**EXERCISE PROMPT**
Copy each of the following rows word for word, from the first to the last.

__________

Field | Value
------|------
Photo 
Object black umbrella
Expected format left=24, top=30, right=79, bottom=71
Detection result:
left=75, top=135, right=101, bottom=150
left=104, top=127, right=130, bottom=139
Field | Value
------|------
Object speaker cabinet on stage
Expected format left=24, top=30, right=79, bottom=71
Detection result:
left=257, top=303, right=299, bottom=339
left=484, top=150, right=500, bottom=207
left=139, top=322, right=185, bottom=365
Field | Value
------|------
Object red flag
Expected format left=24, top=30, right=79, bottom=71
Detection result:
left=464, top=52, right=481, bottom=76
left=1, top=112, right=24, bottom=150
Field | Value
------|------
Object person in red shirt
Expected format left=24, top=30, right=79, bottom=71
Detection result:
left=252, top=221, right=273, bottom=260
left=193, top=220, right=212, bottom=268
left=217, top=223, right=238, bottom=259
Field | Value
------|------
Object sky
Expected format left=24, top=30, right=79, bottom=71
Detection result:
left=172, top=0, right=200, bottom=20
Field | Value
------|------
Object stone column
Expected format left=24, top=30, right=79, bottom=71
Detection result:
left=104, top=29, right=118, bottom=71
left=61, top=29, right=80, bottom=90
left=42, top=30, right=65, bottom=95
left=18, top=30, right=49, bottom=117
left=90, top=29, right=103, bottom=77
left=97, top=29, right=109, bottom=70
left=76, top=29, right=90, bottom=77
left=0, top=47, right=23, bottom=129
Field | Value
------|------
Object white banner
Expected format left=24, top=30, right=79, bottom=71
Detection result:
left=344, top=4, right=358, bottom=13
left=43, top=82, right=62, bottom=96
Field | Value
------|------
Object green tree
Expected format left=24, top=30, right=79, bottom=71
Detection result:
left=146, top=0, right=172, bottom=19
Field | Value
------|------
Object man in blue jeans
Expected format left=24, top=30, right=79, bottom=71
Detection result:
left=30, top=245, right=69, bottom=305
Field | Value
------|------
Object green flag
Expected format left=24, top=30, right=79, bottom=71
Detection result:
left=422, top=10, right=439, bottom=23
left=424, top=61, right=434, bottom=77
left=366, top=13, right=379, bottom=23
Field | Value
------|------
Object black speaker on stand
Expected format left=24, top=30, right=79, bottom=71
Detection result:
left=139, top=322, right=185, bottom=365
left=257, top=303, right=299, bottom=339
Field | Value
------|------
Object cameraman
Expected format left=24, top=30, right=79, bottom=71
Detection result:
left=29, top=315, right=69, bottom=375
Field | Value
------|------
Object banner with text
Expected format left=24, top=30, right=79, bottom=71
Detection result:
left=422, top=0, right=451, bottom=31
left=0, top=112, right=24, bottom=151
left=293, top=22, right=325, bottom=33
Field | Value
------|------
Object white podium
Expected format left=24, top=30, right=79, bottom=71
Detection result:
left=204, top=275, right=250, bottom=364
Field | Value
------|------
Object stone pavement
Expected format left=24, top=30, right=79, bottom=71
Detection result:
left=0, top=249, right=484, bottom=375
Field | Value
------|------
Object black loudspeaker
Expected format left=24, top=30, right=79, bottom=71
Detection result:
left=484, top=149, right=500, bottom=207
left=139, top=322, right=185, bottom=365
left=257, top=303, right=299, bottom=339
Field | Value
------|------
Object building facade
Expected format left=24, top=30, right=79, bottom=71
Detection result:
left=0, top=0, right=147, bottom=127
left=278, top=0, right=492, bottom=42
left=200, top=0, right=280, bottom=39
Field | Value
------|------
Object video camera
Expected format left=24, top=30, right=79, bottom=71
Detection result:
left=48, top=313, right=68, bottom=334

__________

**PROBLEM SOLUTION**
Field | Value
------|------
Photo 
Object black umbrella
Expected format left=24, top=30, right=79, bottom=71
Detection result:
left=75, top=135, right=101, bottom=150
left=104, top=127, right=130, bottom=139
Field | Value
------|------
Object speaker cabinet on stage
Expected format left=24, top=30, right=79, bottom=71
Detection result:
left=257, top=303, right=299, bottom=339
left=484, top=150, right=500, bottom=207
left=139, top=322, right=185, bottom=365
Field | Value
------|------
Object red flag
Expected format left=24, top=30, right=79, bottom=71
Detection result:
left=464, top=52, right=481, bottom=76
left=1, top=112, right=24, bottom=150
Field | Value
------|------
Object person in red shirt
Expected format left=24, top=30, right=79, bottom=71
Detection result:
left=252, top=221, right=273, bottom=260
left=193, top=220, right=212, bottom=268
left=217, top=223, right=238, bottom=259
Field | Value
------|------
Object sky
Expected format left=24, top=30, right=79, bottom=71
Detection result:
left=172, top=0, right=200, bottom=20
Field | Value
------|------
Object stone column
Expected format left=24, top=30, right=79, bottom=71
Detection result:
left=104, top=29, right=118, bottom=71
left=61, top=29, right=80, bottom=90
left=42, top=30, right=65, bottom=95
left=18, top=30, right=49, bottom=117
left=90, top=29, right=103, bottom=77
left=97, top=29, right=109, bottom=70
left=76, top=29, right=90, bottom=77
left=0, top=47, right=23, bottom=129
Field | Value
------|------
Object white banner
Expected format left=24, top=30, right=79, bottom=71
Detection result:
left=344, top=4, right=358, bottom=13
left=43, top=82, right=62, bottom=96
Field | Value
------|------
Object green tree
Expected format left=24, top=30, right=79, bottom=71
Detection result:
left=146, top=0, right=172, bottom=19
Field | Value
------|------
Object man in blue jeans
Expected format left=24, top=30, right=79, bottom=71
Detection result:
left=30, top=245, right=69, bottom=305
Field | Value
------|------
Object green flag
Expected format left=24, top=30, right=79, bottom=71
Detection result:
left=422, top=10, right=439, bottom=23
left=424, top=61, right=434, bottom=77
left=366, top=13, right=379, bottom=23
Field | Value
------|------
Object black speaker on stand
Expected format left=24, top=30, right=79, bottom=71
Detection result:
left=139, top=322, right=185, bottom=365
left=257, top=303, right=299, bottom=339
Field | Value
------|------
Object cameraman
Expected format left=24, top=30, right=79, bottom=71
Detection result:
left=29, top=315, right=69, bottom=375
Field | Value
------|------
Object banner with text
Expected format left=24, top=30, right=79, bottom=71
Detection result:
left=422, top=0, right=451, bottom=31
left=0, top=112, right=24, bottom=151
left=293, top=22, right=325, bottom=33
Field | Value
------|------
Object white podium
Expected format left=24, top=30, right=79, bottom=71
Detection result:
left=204, top=275, right=250, bottom=364
Field | Value
------|------
Object stone pavement
Expected format left=24, top=30, right=79, bottom=71
Detection result:
left=0, top=249, right=484, bottom=375
Field | Value
------|------
Object black loudspeaker
Expected format left=24, top=30, right=79, bottom=71
Detection result:
left=484, top=149, right=500, bottom=207
left=139, top=322, right=185, bottom=365
left=257, top=303, right=299, bottom=339
Field | Value
------|------
Object building facade
Expected format left=24, top=30, right=79, bottom=71
Detection result:
left=0, top=0, right=147, bottom=127
left=278, top=0, right=492, bottom=42
left=200, top=0, right=280, bottom=39
Field | Value
------|------
Object video camera
Expected format left=24, top=30, right=79, bottom=71
Detection result:
left=48, top=313, right=68, bottom=334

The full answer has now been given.